*What you need to do:* The answer must be the number of lines in the listing below that contain "shelf", and nothing else.

━━━━━━━━━━━━━━━━━━━━━━━━━━━━━━

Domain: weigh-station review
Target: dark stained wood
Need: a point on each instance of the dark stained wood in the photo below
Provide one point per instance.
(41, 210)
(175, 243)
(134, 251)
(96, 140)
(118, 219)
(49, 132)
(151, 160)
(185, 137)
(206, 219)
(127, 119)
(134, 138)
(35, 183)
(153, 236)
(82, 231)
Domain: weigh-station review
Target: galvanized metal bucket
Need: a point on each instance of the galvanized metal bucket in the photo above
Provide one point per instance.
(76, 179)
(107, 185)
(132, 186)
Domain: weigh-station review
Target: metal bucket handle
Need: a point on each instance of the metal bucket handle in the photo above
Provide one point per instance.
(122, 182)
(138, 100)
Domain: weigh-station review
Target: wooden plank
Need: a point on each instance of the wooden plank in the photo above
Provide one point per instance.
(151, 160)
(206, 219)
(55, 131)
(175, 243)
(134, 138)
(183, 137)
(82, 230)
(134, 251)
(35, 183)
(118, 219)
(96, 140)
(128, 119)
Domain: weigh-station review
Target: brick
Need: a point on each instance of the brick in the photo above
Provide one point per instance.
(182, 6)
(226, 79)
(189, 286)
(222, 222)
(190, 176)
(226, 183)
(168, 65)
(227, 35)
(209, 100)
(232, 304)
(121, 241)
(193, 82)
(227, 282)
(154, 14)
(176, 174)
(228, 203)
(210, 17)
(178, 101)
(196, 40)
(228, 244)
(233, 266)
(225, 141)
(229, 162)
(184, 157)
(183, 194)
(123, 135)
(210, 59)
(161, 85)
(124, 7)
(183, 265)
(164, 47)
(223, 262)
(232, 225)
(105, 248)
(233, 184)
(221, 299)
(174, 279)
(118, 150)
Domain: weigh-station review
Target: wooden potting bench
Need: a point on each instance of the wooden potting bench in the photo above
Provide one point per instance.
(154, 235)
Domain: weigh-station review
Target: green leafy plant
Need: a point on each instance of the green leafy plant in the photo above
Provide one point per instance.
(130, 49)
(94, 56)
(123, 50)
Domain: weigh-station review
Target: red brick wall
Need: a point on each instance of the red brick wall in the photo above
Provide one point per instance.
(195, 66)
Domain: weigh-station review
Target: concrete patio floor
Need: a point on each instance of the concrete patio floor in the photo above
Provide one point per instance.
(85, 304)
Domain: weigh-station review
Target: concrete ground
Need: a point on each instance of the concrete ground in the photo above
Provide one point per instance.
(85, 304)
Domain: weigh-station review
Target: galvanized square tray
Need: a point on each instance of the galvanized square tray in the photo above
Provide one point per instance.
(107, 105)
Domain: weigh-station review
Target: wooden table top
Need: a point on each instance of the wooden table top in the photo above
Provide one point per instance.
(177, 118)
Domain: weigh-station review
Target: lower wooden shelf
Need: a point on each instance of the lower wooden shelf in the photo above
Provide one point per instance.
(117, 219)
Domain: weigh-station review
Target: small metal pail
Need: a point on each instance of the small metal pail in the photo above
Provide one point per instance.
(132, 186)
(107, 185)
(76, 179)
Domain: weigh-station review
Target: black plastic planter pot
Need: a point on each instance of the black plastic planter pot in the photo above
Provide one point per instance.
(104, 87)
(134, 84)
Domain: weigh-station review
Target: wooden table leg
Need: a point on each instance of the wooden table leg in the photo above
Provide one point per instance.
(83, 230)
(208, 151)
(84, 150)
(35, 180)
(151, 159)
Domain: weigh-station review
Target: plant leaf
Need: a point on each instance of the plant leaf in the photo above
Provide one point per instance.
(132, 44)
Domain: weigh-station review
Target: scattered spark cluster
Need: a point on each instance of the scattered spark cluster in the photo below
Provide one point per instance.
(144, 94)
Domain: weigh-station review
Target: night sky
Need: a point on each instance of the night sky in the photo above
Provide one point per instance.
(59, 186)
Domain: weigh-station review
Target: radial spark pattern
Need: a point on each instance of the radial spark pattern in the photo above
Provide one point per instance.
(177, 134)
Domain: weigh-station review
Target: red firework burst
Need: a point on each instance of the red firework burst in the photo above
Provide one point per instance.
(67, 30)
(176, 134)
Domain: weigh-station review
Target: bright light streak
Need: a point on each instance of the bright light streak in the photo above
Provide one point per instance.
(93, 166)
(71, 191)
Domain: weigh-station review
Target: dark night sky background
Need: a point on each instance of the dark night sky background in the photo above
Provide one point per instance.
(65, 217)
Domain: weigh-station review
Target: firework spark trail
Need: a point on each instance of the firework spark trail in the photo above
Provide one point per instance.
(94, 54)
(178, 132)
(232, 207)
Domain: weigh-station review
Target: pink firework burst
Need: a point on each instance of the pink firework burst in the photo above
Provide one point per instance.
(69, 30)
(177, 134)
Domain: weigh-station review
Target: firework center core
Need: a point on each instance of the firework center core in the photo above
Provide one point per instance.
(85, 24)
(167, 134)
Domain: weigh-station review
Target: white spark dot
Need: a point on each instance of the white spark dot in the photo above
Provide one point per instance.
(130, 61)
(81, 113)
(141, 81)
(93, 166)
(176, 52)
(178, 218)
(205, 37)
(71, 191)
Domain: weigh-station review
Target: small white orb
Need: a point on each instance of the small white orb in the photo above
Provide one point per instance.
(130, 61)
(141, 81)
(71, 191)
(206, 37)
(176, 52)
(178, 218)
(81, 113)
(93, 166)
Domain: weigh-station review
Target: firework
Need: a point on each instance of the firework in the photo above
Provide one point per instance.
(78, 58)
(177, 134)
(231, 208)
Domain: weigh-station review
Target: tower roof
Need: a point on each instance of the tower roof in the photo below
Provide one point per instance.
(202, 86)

━━━━━━━━━━━━━━━━━━━━━━━━━━━━━━

*Output:* 2